» Task prompt
Give back the records in their entirety, exactly.

» Data excerpts
···
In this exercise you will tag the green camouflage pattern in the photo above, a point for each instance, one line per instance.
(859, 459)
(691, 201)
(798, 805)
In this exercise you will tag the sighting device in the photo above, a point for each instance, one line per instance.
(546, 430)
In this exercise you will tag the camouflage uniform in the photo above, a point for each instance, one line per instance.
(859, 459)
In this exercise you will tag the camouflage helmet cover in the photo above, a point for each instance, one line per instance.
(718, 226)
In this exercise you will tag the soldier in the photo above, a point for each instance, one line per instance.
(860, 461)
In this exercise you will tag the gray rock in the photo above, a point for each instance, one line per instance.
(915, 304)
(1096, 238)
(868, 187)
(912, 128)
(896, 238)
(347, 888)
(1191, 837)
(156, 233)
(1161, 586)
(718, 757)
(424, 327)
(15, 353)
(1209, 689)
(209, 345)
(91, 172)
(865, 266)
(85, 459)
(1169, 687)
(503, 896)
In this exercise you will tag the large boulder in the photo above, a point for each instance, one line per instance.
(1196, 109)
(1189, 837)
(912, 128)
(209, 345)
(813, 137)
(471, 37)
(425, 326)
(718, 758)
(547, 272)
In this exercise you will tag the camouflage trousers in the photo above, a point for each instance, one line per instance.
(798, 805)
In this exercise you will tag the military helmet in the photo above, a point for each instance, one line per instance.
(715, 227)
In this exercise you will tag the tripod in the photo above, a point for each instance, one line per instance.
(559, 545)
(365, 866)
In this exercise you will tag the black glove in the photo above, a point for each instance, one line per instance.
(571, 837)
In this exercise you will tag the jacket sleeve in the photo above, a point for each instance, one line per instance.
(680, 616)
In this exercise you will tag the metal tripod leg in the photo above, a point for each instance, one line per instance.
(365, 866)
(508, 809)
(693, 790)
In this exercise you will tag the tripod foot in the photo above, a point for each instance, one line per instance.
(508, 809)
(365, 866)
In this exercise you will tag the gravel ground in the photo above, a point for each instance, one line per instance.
···
» Solution to this problem
In this exercise you will tag the green camouflage pattern in the photo above, a point for each instance, one line per instance.
(859, 459)
(691, 201)
(798, 805)
In this exercise you will tag the sighting device in the photo above, a point for each instance, one line per instance.
(546, 430)
In this exercise you will tag the camouflage uniform in the photo above, a point for each instance, one line per instance.
(859, 459)
In this exercise you will tag the camouflage helmet cover in the photo above, a point for each instance, one line per instance.
(718, 226)
In this exercise you will tag the soldier in the photo above, a point for each instance, one line per instance.
(860, 461)
In this exercise you will tag the gray rock in the photo above, a point for each instance, one line per instance.
(915, 304)
(1096, 238)
(868, 187)
(912, 128)
(896, 238)
(347, 888)
(1191, 837)
(156, 233)
(1161, 586)
(718, 757)
(424, 327)
(15, 353)
(1209, 689)
(209, 345)
(91, 172)
(865, 266)
(85, 459)
(1169, 687)
(503, 896)
In this exercise you will tag the large boulder in the photo above, a point for each instance, one line per instance.
(1196, 109)
(1189, 837)
(912, 128)
(209, 345)
(813, 137)
(471, 37)
(425, 326)
(718, 758)
(547, 272)
In this exercise you will tag the camouflage trousers in the photo above, a point for each instance, one line per instance.
(798, 805)
In this exercise you will tag the military helmet in the photo above, a point for each instance, one line per instance.
(715, 227)
In this exercise you will tag the tripod in the photo above, a point for each instance, one line per instance.
(559, 545)
(365, 866)
In this exercise you will tag the black glove in the photo above, a point for each instance, one line per instance.
(571, 837)
In this exercise you will tag the jacket sleeve in the photo above, a point for each instance, one line per instance.
(680, 616)
In this exercise you will tag the metal tripod leg in the photo above, a point for each instance, one line per instance.
(365, 866)
(508, 809)
(693, 790)
In this exercise you will tag the tripod foot in the photo above, a point for each instance, one line per instance.
(508, 809)
(365, 866)
In this exercise you will tag the gravel ground in the photo above, a point for each instance, one line per instance.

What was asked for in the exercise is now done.